Source data:
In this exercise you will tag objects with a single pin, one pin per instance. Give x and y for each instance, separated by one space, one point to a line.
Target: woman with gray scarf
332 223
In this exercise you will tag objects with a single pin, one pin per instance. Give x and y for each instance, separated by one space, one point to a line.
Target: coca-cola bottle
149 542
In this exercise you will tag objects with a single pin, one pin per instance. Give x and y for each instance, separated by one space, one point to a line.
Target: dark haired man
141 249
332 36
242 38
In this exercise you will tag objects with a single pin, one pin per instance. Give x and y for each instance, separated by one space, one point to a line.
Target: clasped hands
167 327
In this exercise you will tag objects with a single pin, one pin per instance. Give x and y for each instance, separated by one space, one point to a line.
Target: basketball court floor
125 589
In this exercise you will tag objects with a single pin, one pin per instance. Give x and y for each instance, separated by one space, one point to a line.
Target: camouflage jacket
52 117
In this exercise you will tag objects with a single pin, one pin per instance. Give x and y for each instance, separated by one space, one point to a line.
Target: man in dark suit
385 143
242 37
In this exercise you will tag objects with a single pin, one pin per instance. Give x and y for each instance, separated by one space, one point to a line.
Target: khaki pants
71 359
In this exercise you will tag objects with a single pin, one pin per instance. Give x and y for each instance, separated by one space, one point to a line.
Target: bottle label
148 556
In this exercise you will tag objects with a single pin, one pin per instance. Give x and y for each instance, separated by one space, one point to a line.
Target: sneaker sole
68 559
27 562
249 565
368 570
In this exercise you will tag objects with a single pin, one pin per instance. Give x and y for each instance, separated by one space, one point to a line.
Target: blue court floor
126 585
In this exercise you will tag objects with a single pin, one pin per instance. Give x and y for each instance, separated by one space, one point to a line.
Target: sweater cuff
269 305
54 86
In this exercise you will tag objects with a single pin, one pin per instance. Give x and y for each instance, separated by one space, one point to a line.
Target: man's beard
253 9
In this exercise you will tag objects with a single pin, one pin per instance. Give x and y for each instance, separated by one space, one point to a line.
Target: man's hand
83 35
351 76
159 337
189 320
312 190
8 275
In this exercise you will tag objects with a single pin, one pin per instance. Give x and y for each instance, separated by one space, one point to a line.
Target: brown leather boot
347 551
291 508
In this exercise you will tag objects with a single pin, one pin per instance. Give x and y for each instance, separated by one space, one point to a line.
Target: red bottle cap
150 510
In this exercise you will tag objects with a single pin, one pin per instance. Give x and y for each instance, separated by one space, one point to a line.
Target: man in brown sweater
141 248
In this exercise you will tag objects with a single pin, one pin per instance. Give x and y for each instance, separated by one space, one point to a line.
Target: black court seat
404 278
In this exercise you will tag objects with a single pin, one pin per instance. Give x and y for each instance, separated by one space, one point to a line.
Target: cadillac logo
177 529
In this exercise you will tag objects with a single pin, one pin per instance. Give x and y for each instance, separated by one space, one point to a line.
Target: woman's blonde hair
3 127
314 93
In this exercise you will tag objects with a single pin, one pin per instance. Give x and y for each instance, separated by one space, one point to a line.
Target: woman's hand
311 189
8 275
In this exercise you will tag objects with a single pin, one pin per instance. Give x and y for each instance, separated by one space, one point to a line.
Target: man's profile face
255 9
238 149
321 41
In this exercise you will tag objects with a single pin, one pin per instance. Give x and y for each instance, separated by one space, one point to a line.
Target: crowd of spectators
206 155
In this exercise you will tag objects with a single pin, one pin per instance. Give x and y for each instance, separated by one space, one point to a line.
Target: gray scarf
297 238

» GIVEN PROBLEM
Reproduce the whole listing word for word.

» SOLUTION TO THIS TASK
In this exercise you will tag objects with a single pin, one pin per instance. Give x and y for each instance, separated by one space, one point to a line.
Target: woman with gray scarf
332 223
In this exercise you will tag objects with a single pin, one pin per instance. Give x and y for each instance, separated by one space, one point to a line.
Target: coca-cola bottle
149 542
In this exercise you will tag objects with a single pin, one pin per instance. Give x and y for each instance, separated by one space, one point to a line.
Target: dark haired man
141 249
332 36
242 38
In this exercise you will tag objects with a single pin, one pin per instance. Give x and y for each instance, separated by one space, one point to a line.
Target: clasped hands
167 327
In this exercise you will tag objects with a single pin, one pin per instance. Give x and y for each instance, separated by one space, one point to a line.
Target: basketball court floor
125 589
In this exercise you will tag objects with a single pin, one pin per instance. Give x and y for each instance, separated by one space, one point to a line.
Target: camouflage jacket
52 117
In this exercise you will tag objects with a single pin, one pin per instance. Give x and y for each instance, separated by one space, one point to a line.
Target: man in dark suit
385 143
242 37
In this exercise you will tag objects with a single pin, one pin per instance. Give x and y for each instance, separated by one space, one point to a line.
Target: khaki pants
71 359
In this exercise you will tag objects with a single pin, one pin per instance. Give x and y for each instance, separated by one space, one point to a line.
Target: bottle label
148 556
In this exercise you will tag objects with a single pin, one pin per instance. Give x and y for each instance, separated by one space, one point to a line.
Target: sneaker sole
68 559
27 562
249 565
368 570
In this exercise you will tag objects with a single pin, one pin per instance. Give x and y for each instance, separated by one space, one point to a line.
Target: blue court floor
126 585
In this exercise you will tag objects with a single pin, one pin per instance. Give x and y for each instance, separated by one space, one point to a line.
Target: sweater cuff
269 305
54 86
In this exercise you will tag objects with a single pin, one pin per instance. Give x and y for each instance, separated by one space, one point to a line.
Target: man's beard
253 9
In this exercise you will tag objects with a single pin, one pin per instance. Give x and y for each instance, separated by one space, one point to a line.
Target: man's hand
83 35
351 76
159 337
189 320
312 190
8 275
In this exercise you will tag objects with a single pin, one pin per instance. Give x and y for each instance, separated by one space, one point to a line.
Target: brown leather boot
347 551
291 508
In this exercise you will tag objects with a single pin, one pin per instance. Give x and y for each instance, separated by one space, one point to a line.
Target: red bottle cap
150 510
In this exercise you will tag objects with a single pin, one pin per instance. Give x and y for each instance, separated by one space, one point to a line.
Target: man in brown sweater
141 248
In this exercise you will tag objects with a single pin, one pin per instance. Give x and y for each instance, separated by one space, one point to a line.
Target: black court seat
404 278
In this exercise you will tag objects with a single pin, one pin per instance. Give x and y for each instance, separated by one space, one point to a line.
Target: cadillac logo
177 529
In this exercise you will tag objects with a single pin, one pin per instance. Give x and y for each instance, separated by one space, one point to a line.
Target: woman's blonde hair
3 127
314 93
In this exercise you will tag objects with a single pin, one pin per instance. Give x and y for each instance, separated by one space, one point to a line.
Target: woman's hand
311 189
8 275
In this exercise you will tag objects with a single pin, one pin per instance. Give x and y for each instance, separated by one space, one point to a line.
Target: man's profile face
255 9
238 149
321 41
In this exercise you will tag objects with a single pin, one pin per instance. Give x and y for each instance, separated by one space, one point to a line.
Target: crowd of spectators
206 155
In this exercise you will tag objects with a single pin, one pin per instance. Give x and y for each instance, separated by one space, one point to a line.
Target: gray scarf
297 238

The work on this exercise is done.